— Requirement —
Below are the records; reproduce all of them exactly but without any images.

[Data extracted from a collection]

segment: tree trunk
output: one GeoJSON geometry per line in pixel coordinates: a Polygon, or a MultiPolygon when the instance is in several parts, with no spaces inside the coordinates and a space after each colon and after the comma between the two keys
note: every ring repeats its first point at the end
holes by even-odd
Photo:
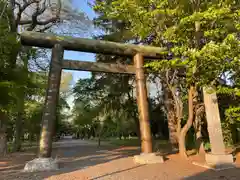
{"type": "Polygon", "coordinates": [[[23,89],[20,89],[20,93],[18,96],[18,105],[17,105],[17,118],[16,118],[16,131],[15,131],[15,138],[13,144],[13,151],[19,152],[21,150],[21,140],[22,140],[22,124],[23,124],[23,114],[24,114],[24,92],[23,89]]]}
{"type": "Polygon", "coordinates": [[[169,88],[164,85],[164,105],[167,111],[168,118],[168,134],[169,141],[173,149],[178,146],[178,136],[177,136],[177,126],[176,126],[176,116],[174,106],[171,103],[173,100],[172,93],[169,88]]]}
{"type": "Polygon", "coordinates": [[[59,100],[63,52],[64,50],[59,44],[56,44],[52,49],[52,59],[48,77],[48,89],[45,98],[39,143],[38,156],[40,158],[49,158],[51,157],[52,153],[53,126],[56,120],[57,105],[59,100]]]}
{"type": "Polygon", "coordinates": [[[194,109],[193,109],[193,94],[195,92],[194,86],[191,86],[188,91],[188,120],[184,127],[181,129],[179,136],[179,154],[183,158],[187,158],[186,151],[186,135],[188,130],[191,128],[194,118],[194,109]]]}
{"type": "Polygon", "coordinates": [[[0,111],[0,157],[7,154],[6,114],[0,111]]]}
{"type": "Polygon", "coordinates": [[[201,157],[205,157],[205,149],[204,149],[204,144],[202,140],[202,114],[204,113],[204,107],[199,107],[196,110],[196,116],[195,116],[195,133],[196,133],[196,149],[197,153],[201,157]]]}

— Solution to this task —
segment: tree trunk
output: one GeoJSON geometry per line in pixel coordinates: a Polygon, or a MultiPolygon when the instance is in several parts, with no spaces inside the coordinates and a space after each colon and after the comma between the two keys
note: every ring repeats its first point at the end
holes by even-odd
Photo:
{"type": "Polygon", "coordinates": [[[23,89],[20,89],[20,93],[18,96],[18,105],[17,105],[17,118],[16,118],[16,131],[15,131],[15,138],[13,144],[13,151],[19,152],[21,150],[21,140],[22,140],[22,124],[23,124],[23,114],[24,114],[24,92],[23,89]]]}
{"type": "Polygon", "coordinates": [[[169,88],[164,85],[164,105],[167,111],[168,118],[168,134],[169,141],[173,149],[178,146],[178,136],[177,136],[177,126],[176,126],[176,116],[174,106],[171,103],[173,100],[172,93],[169,88]]]}
{"type": "Polygon", "coordinates": [[[59,100],[63,52],[64,50],[59,44],[56,44],[52,49],[52,59],[48,77],[48,89],[45,98],[39,143],[38,156],[40,158],[49,158],[51,157],[52,153],[53,126],[56,120],[57,105],[59,100]]]}
{"type": "Polygon", "coordinates": [[[194,109],[193,109],[193,94],[195,92],[194,86],[191,86],[188,91],[188,120],[184,127],[181,129],[179,136],[179,154],[183,158],[187,158],[186,151],[186,135],[188,130],[191,128],[194,118],[194,109]]]}
{"type": "Polygon", "coordinates": [[[0,111],[0,157],[7,154],[6,114],[0,111]]]}
{"type": "Polygon", "coordinates": [[[201,157],[205,157],[205,149],[204,149],[204,144],[202,140],[202,114],[204,113],[204,107],[199,107],[196,110],[196,116],[195,116],[195,133],[196,133],[196,149],[197,153],[201,157]]]}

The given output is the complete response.